§ **Документ**:

Порой ощущение этой взаимосвязи принимало анекдотические формы. Так, в мае 1924 г. М. М. Пришвин записал в дневнике: «Отставка Пуанкаре[14]. Мне отказали в издании книжки, мотивируя тем, что в переживаемый момент приходится отказаться от беллетристики. Дня через два я встречаю Тальникова, и он мне говорит, что, по всей вероятности, книжку мою издадут: передумали. А на мой вопрос, почему такая перемена, Тальников ответил, что за эти дни неожиданно слетел Пуанкаре, от этого наши повеселели и решили пока что… издавать беллетристику.
– А вот если, – сказал Тальников, – там выберут Эрио[15], то и совсем будет хорошо, я вам советую подготовить книгу рассказов в духе вашего последнего. На случай, если выберут Эрио.
Когда я приехал в провинцию, торговец Елизаров стал меня расспрашивать о новостях, выпытывая узнать, кто теперь руководит политикой и какие надо ему иметь виды на будущее в своем торговом деле, я ему ответил, что его будущее зависит от Эрио… Он вытаращил глаза»[16].
Удивление торговца понятно; но даже из приведенного отрывка видно, что постепенно, порой еще не до конца осознанное, почти инстинктивное, но уже очевидное понимание целостности мира, частью которого являлась Советская Россия, переставало быть прерогативой лишь образованных слоев населения.
Своеобразной иллюстрацией этого может служить письмо активиста А. И. Вашкурцева в «Крестьянскую газету» (февраль 1927 г.). где он предлагает на партсобраниях в деревне на первое место ставить не вопросы международного положения, а местные, «не то что каких-то Макдональдов да У Пей Фу, которых ему и не выговорить». Словом, сначала о деле, а потом можно и о Чемберлене… И тут же – подборка писем селькоров с общим красноречивым названием «Довольно рады мужики занятию Шанхая»[17].
Очевидно, что речь идет не об этнических, а именно о внешнеполитических стереотипах, которые доминировали в общественном сознании в 1920–1950-е годы.

[Данные, извлеченные из коллекции]

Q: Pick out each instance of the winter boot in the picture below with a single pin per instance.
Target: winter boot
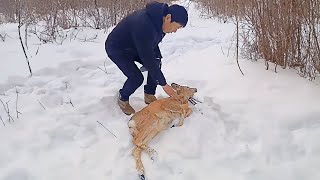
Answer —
(126, 107)
(149, 98)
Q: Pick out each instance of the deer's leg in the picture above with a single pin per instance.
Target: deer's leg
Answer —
(151, 152)
(136, 152)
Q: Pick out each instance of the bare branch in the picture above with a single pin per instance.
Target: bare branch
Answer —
(42, 105)
(106, 129)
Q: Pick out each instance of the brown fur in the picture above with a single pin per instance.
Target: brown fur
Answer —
(157, 117)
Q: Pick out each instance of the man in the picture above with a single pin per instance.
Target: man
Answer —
(136, 39)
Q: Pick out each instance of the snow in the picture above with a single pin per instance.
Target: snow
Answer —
(263, 125)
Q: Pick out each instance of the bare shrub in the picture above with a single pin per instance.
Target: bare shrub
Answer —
(282, 32)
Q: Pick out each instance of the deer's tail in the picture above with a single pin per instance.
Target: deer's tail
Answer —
(139, 166)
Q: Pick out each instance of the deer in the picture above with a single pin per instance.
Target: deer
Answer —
(155, 118)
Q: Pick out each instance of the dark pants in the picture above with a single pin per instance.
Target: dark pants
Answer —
(133, 74)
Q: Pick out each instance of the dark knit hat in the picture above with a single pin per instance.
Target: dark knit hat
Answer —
(179, 14)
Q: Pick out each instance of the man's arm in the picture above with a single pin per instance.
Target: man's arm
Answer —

§ **Задания для выполнения**:
1) Перечислите всех лиц, названных по фамилии в дневниковой записи М. М. Пришвина, которая цитируется в тексте о восприятии международной политики в Советской России.
2) Продолжите текст о восприятии международной политики в Советской России, начиная сразу после его последнего предложения.
Приведенные записи никак не связаны с текстом о восприятии международной политики в Советской России.

§ **Ответы к заданиям**:
1) Пуанкаре, Тальников, Эрио, Елизаров.

2)
Мир представал как в качестве источника вполне реальной угрозы (угрозы военной, угрозы для установившегося политического строя), так и, напротив, в качестве источника благоприятных изменений. В последнем случае речь идет не только о противниках Советской власти, ждавших извне освобождения от власти большевиков, но и, в ряде случаев, о ее сторонниках. В их понимании, внешний мир, Запад в первую очередь, например, мог предоставить техническую или продовольственную помощь, выступить союзником в войне против общего врага или просто путем давления на советское правительство добиться некоторой корректировки политики (скажем, роспуска колхозов или снятия хотя бы части ограничений с деятельности православной церкви).
На первых порах большевики субъективно выступали как убежденные западники, однако та же историческая логика, которая в условиях господства традиционного сознания вела к окончательной догматизации и мифологизации марксистского учения, способствовала росту ксенофобии, ставшей на несколько десятилетий сущностной характеристикой советской политической культуры[18].
Реальная идеологическая конфронтация с Западом накладывалась на механизмы массового сознания. Кризис патриархальной культуры, как бы он не был объективно обусловлен, означал стрессовое состояние для миллионов людей, которые, даже если не говорить о социально-политических потрясениях, революции, мировой и гражданской войне, вольно или невольно разорвали с привычной им социокультурной ситуацией. Весь традиционный опыт оказался перечеркнутым, но одновременно стрессовая ситуация вызывала к жизни самые архаические стереотипы (в смягченном виде эта ситуация была воспроизведена и в 1990-е годы, о чем речь пойдет ниже).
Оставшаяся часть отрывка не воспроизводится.